INSTRUCCIONES Y REQUISITOS:
De la reseña del disco de Andrew Bird que aparece más abajo, transcribe literalmente todo lo que va desde "No me entiendas" hasta "da la gana.", ambos incluidos.

TEXTO DE LECTURA:
Andrew Bird, "My finest work yet" es un globo de aire fresco en la era del cliché. De hecho, tengo la sensación de estar escuchando a un intelectual apuntalar maderos viejos con el acierto de un artesano; pero no a un nostálgico ni un imitador sin alma, sino a alguien que hubiera tenido una relevancia capital en el mundo de la música hace 40 o 50 años.
No me entiendas mal. No es que todo suene ya a algo o que todo esté ya hecho, es que es casi imposible no repetir algún patrón dentro de cualquier género musical e impresiona ver como este tipo de artistas, que aún siguen sumando, se pudren en la segunda línea en favor de mamarrachos sin ningún talento que basan sus obras en plagios.
Por eso no creo que haya que escandalizarse si lo que escuchas ahora te suena a otros músicos. Todo eso es normal. Ser buen músico es saber canalizar emociones y ofrecerlas con personalidad; lo contrario es lo que ha convertido el arte en una fábrica de donuts.
Andrew Bird tiene 45 años y 21 discos: 6 de ellos en directo, 4 con bandas y 11 en solitario. Y tiene algo que no abunda: creatividad, buen gusto y, por lo que parece, bastante libertad para hacer lo que le da la gana.
Algunas de estas canciones son tan pulcras y sesudas que solo las consiguen arreglistas o productores con mucha idea; pero a este tipo solo le ha hecho falta un productor que ha sabido cómo orientar todo su talento. Luego hablaremos de esto…
Bird es un violinista talentoso, un multiinstrumentista efectivo, un inmenso creador de melodías, un compositor fabuloso y un arreglista excelente. -No le conozco; pero, de hacerlo, me gustaría que alguien le dijera que soy yo el de los piropos-.
Y es curioso porque hubo un tiempo en que estos “juanpalomos” ponían los pelos de punta a los ejecutivos discográficos por su fama de incontrolables: Prince, Emitt Rhodes, Todd Rundgren, etc. Hoy, por suerte, campan a sus anchas en sus pequeños pedacitos de tierra virgen.
Él lo tiene muy claro…
Un ejemplo de esa autocomplacencia artística son sus dos anteriores discos: Echolocations: Canyon (2015) y Echolocations: River (2017), que no son otra cosa que música incidental grabada in situ -él, en plan bucólico, dentro de un cañón y debajo de un puente, tocándole el violín a los buitres y los peces que por allí transitaran-.

LISTADO DE REGISTROS:
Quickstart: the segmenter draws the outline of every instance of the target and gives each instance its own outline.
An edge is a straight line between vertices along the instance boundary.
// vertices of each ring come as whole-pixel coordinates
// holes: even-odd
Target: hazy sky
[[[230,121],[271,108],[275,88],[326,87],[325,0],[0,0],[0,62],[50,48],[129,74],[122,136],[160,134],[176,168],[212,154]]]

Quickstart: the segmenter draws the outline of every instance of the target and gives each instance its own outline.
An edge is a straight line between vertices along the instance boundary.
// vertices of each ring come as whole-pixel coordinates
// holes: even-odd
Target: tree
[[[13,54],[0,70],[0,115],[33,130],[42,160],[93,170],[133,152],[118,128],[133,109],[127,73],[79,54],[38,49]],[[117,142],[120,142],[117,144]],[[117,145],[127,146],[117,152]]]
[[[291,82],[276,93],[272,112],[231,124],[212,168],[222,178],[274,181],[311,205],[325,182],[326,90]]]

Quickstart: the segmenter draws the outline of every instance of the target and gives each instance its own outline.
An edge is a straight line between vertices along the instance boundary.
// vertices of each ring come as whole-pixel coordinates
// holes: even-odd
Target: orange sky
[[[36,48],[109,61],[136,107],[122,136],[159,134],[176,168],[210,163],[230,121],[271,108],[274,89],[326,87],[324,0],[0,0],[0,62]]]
--
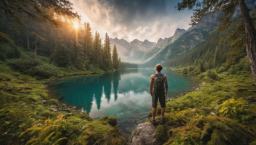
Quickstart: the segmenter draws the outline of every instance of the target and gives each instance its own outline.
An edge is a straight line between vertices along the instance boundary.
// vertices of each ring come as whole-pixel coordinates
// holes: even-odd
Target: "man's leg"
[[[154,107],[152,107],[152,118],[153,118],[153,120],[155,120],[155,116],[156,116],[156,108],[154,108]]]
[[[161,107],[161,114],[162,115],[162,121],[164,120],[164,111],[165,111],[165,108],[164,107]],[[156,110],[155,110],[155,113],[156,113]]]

SOLUCIÓN:
No me entiendas mal. No es que todo suene ya a algo o que todo esté ya hecho, es que es casi imposible no repetir algún patrón dentro de cualquier género musical e impresiona ver como este tipo de artistas, que aún siguen sumando, se pudren en la segunda línea en favor de mamarrachos sin ningún talento que basan sus obras en plagios.
Por eso no creo que haya que escandalizarse si lo que escuchas ahora te suena a otros músicos. Todo eso es normal. Ser buen músico es saber canalizar emociones y ofrecerlas con personalidad; lo contrario es lo que ha convertido el arte en una fábrica de donuts.
Andrew Bird tiene 45 años y 21 discos: 6 de ellos en directo, 4 con bandas y 11 en solitario. Y tiene algo que no abunda: creatividad, buen gusto y, por lo que parece, bastante libertad para hacer lo que le da la gana.